### TASK DETAILS
Extract verbatim the stretch of rows from the line containing "Box the seated" through the last of the rows, both ends included.
>> Begin
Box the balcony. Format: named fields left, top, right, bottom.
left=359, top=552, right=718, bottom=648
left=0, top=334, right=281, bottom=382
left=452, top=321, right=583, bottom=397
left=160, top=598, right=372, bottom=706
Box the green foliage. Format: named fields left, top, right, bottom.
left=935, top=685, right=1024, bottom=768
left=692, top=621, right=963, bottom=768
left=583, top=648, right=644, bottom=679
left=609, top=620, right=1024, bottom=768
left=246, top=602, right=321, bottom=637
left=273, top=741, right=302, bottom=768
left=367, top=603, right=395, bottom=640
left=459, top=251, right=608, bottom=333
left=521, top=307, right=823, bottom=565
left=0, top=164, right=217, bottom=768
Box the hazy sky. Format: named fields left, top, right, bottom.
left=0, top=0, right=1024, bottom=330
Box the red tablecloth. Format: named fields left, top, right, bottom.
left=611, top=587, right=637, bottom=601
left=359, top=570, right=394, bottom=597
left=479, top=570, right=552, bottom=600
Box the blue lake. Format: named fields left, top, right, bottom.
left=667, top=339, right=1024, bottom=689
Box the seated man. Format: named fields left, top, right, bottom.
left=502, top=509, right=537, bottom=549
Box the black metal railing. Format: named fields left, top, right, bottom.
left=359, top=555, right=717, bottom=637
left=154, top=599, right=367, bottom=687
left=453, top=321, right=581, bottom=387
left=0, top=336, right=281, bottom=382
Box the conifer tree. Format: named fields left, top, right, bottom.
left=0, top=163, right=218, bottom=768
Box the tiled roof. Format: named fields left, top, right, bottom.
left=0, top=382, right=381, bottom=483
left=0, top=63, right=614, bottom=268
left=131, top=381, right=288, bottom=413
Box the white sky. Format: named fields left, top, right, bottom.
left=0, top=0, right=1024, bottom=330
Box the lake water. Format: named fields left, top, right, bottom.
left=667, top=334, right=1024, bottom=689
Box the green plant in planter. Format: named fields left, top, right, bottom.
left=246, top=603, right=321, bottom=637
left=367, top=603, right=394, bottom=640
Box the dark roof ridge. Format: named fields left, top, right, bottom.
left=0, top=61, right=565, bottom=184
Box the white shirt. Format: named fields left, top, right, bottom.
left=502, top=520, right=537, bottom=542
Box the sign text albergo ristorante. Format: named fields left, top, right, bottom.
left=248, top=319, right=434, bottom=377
>> End
### SOLVED EXERCISE
Box the seated man. Format: named fields left, top, right, bottom.
left=502, top=509, right=537, bottom=549
Box the black metal railing. Format: named fields left, top, right, bottom.
left=359, top=555, right=717, bottom=637
left=154, top=599, right=367, bottom=687
left=453, top=321, right=581, bottom=387
left=0, top=336, right=281, bottom=382
Box the conifer tree. Format: named fields left, top, right, bottom.
left=0, top=163, right=218, bottom=768
Box the tiled roof. Format: named fields left, top, right, bottom.
left=0, top=382, right=381, bottom=483
left=0, top=63, right=614, bottom=268
left=131, top=381, right=288, bottom=413
Box the white sky. Format: named fields left, top, right, bottom.
left=0, top=0, right=1024, bottom=330
Box the lake water. Format: named fields left, top, right, bottom.
left=667, top=334, right=1024, bottom=689
Box the green plant in planter. Format: named fields left, top, right, bottom.
left=246, top=603, right=321, bottom=637
left=367, top=603, right=394, bottom=640
Box the dark roof ridge. Format: named fields left, top, right, bottom.
left=0, top=61, right=565, bottom=184
Box the white shirt. Format: named fields left, top, right, bottom.
left=502, top=520, right=537, bottom=542
Box the sign text albergo ristorante. Format: named fields left, top, right, bottom.
left=248, top=319, right=434, bottom=377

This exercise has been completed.